▶ _DATASET EXTRACT_
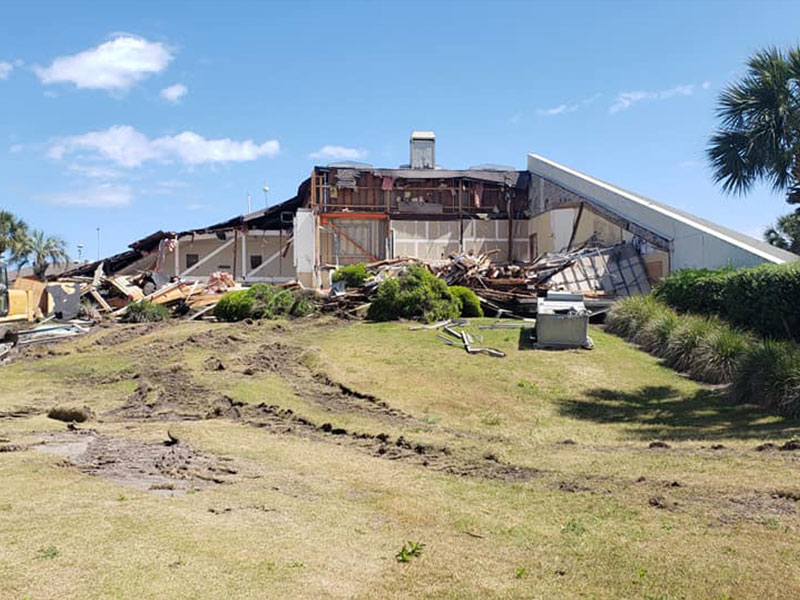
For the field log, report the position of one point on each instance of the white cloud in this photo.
(174, 92)
(592, 98)
(127, 147)
(105, 195)
(339, 153)
(558, 110)
(625, 100)
(172, 184)
(113, 65)
(95, 171)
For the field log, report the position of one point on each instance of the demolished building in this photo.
(347, 213)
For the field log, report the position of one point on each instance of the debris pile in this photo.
(600, 274)
(113, 294)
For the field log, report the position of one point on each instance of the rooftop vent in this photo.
(423, 150)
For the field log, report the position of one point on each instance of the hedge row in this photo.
(766, 373)
(263, 301)
(419, 294)
(764, 299)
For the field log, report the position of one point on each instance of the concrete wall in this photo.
(436, 240)
(695, 243)
(214, 254)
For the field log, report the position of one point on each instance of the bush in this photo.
(145, 312)
(763, 298)
(629, 315)
(655, 334)
(415, 294)
(234, 306)
(353, 275)
(717, 356)
(468, 301)
(264, 302)
(694, 290)
(768, 374)
(686, 338)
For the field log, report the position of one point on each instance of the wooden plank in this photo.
(100, 300)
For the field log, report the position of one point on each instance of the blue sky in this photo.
(139, 116)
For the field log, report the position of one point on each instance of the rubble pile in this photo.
(600, 274)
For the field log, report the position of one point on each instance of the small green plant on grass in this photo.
(409, 551)
(573, 526)
(468, 300)
(48, 553)
(145, 312)
(492, 420)
(352, 275)
(416, 294)
(264, 302)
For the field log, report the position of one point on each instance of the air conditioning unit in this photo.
(562, 321)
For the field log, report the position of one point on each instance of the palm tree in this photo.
(13, 232)
(759, 136)
(785, 233)
(43, 251)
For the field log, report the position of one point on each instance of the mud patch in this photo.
(149, 466)
(286, 360)
(123, 334)
(165, 395)
(437, 458)
(20, 413)
(12, 448)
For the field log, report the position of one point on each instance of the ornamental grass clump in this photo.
(768, 374)
(630, 314)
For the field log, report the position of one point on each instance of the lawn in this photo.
(317, 449)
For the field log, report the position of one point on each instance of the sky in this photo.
(137, 116)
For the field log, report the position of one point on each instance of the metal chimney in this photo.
(423, 150)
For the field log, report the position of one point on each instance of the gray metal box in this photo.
(562, 321)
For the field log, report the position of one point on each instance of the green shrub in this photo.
(717, 356)
(264, 302)
(686, 338)
(415, 294)
(762, 299)
(270, 301)
(353, 275)
(628, 315)
(655, 334)
(694, 290)
(768, 374)
(468, 301)
(145, 312)
(234, 306)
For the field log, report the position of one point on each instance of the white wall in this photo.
(305, 245)
(694, 244)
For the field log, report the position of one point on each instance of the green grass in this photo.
(335, 517)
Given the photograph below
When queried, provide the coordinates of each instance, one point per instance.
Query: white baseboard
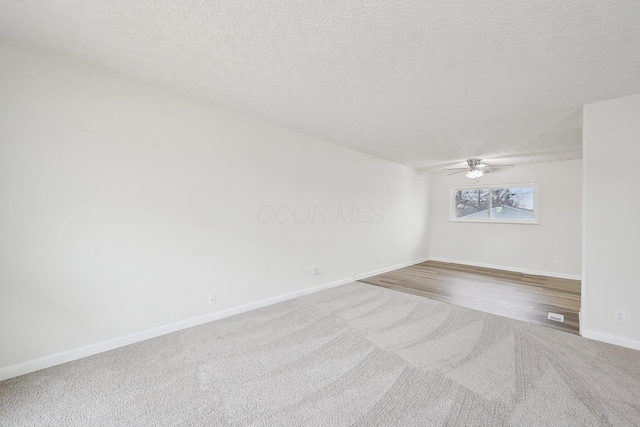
(515, 269)
(611, 339)
(387, 269)
(89, 350)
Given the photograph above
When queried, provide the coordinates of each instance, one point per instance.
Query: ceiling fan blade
(498, 166)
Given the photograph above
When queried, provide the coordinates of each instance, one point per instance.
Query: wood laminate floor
(515, 295)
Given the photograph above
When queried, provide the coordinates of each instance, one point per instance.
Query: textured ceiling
(423, 83)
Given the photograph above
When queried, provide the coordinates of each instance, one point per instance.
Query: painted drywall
(124, 205)
(518, 247)
(612, 233)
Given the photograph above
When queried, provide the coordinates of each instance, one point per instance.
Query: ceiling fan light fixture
(474, 173)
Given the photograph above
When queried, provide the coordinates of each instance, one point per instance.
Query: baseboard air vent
(555, 317)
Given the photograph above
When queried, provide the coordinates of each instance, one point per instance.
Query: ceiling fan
(475, 168)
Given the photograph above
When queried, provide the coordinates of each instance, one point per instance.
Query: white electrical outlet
(555, 317)
(619, 316)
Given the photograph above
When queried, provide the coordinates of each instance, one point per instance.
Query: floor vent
(556, 317)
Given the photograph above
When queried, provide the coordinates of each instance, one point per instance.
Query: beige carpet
(353, 355)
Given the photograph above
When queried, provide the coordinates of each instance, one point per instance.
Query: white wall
(519, 247)
(123, 205)
(612, 232)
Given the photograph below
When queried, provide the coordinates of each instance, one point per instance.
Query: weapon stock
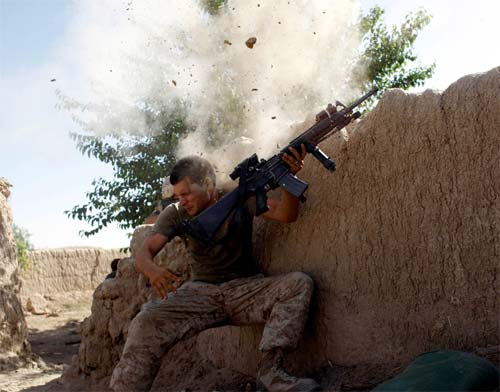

▶ _PROBLEM TO SOLVE_
Locate each line of the records that contains the string "metal" and copy it out. The match is case-sensitive.

▶ _RESPONSE TO THE EXERCISE_
For the field log, report the position of one point on each instance of the metal chimney in this photo.
For the field log, report the position of one point on each instance of the gray metal box in this photo.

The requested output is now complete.